▶ _Work to complete_
Repeat the entries that appear below, exactly and in full.

▶ _Exercise data_
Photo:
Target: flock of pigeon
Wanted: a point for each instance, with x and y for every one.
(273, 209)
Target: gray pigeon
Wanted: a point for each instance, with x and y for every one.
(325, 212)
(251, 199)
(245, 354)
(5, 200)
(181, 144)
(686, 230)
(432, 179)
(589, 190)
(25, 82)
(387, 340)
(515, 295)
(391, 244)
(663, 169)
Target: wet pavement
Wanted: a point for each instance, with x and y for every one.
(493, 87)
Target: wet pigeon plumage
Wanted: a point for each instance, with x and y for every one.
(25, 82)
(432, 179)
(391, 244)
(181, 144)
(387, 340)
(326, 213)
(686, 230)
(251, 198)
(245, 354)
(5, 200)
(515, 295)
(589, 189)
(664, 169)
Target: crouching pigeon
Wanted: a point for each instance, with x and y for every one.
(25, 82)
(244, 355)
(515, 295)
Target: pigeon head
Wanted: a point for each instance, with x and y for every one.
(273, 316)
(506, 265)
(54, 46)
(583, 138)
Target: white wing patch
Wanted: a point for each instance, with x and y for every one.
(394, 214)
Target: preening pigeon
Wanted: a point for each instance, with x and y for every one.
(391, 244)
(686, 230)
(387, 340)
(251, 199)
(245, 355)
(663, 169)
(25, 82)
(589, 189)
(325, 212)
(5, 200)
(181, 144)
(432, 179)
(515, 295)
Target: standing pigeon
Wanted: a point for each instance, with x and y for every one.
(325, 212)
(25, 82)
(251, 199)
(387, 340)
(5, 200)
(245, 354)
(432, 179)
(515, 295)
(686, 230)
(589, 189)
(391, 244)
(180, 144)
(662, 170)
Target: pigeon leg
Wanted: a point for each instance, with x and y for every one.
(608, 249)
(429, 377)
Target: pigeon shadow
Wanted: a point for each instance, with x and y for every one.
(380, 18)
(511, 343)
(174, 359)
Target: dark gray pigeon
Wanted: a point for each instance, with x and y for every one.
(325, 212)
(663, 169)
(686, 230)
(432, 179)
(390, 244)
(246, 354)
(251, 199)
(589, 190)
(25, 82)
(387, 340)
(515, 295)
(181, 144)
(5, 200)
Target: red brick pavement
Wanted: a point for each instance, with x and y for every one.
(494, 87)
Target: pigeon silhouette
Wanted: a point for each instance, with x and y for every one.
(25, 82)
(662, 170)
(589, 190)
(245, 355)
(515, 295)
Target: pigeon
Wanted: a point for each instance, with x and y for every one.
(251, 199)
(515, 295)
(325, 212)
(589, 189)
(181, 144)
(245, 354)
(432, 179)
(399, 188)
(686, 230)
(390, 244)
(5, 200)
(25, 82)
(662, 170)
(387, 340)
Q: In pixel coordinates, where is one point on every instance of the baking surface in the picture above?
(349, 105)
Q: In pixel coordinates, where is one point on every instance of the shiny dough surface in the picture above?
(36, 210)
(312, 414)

▶ _Result for this task_
Photo:
Target: flock of pigeon
Wanted: a point for each instance, with x and y for every one.
(273, 209)
Target: gray pigeon
Wanted: a point for each instance, with x and y for every one.
(325, 212)
(251, 199)
(245, 354)
(5, 200)
(181, 144)
(686, 230)
(432, 179)
(589, 190)
(25, 82)
(387, 340)
(515, 295)
(391, 244)
(663, 169)
Target: wet pavement
Wanted: a point for each instance, with x and y for every one.
(493, 87)
Target: wet pigeon plumage
Wanted: a point for each instance, with x and y for every one.
(25, 82)
(432, 179)
(391, 244)
(181, 144)
(387, 340)
(326, 213)
(686, 230)
(251, 198)
(245, 354)
(5, 200)
(515, 295)
(589, 189)
(664, 169)
Target: crouching pigeon
Wanted: a point for each instance, with x and y for every one.
(25, 82)
(244, 355)
(515, 295)
Target: pigeon head
Wanted: a point for each instance, with x and y for every one.
(273, 316)
(506, 265)
(54, 46)
(583, 138)
Target: white wing patch
Wanted: a point for each instance, with x and y for every one.
(394, 214)
Target: preening pigeon
Wanted: a point for each instance, with x and y for every one.
(391, 244)
(686, 230)
(387, 340)
(251, 199)
(245, 355)
(663, 169)
(25, 82)
(589, 189)
(325, 212)
(5, 200)
(181, 144)
(432, 179)
(515, 295)
Target: standing pigeon
Wanted: a point for each instance, with x and y for every one.
(325, 212)
(25, 82)
(251, 199)
(387, 340)
(5, 200)
(245, 354)
(432, 179)
(515, 295)
(686, 230)
(589, 189)
(391, 244)
(180, 144)
(662, 170)
Target: pigeon leg
Wanted: a point for each instance, with x and y for every one.
(608, 249)
(429, 377)
Target: pigeon shadow
Wanted: a point for each instance, with x and y for every one.
(380, 18)
(511, 343)
(174, 359)
Target: dark gray pigeon
Wanted: a point for each instance, with x and y for every one.
(325, 212)
(663, 169)
(686, 230)
(432, 179)
(390, 244)
(246, 354)
(251, 199)
(589, 190)
(25, 82)
(387, 340)
(515, 295)
(181, 144)
(5, 200)
Target: red brick pavement
Wanted: a point for each instance, with x and y for every one.
(494, 87)
Target: pigeon silhouette
Wanted: a point for each instance, with x and y for every one.
(25, 82)
(662, 170)
(589, 190)
(245, 355)
(515, 295)
Target: pigeon
Wanted: a point for each instance, with x and y for every one.
(251, 199)
(515, 295)
(325, 212)
(589, 189)
(181, 144)
(245, 354)
(432, 179)
(399, 188)
(686, 230)
(390, 244)
(5, 200)
(25, 82)
(662, 170)
(387, 340)
Q: In pixel coordinates, where is one point on every instance of the baking surface in the picture above?
(349, 105)
Q: In pixel coordinates, where is one point on every instance of the shiny dough surface in the picture above?
(36, 210)
(312, 414)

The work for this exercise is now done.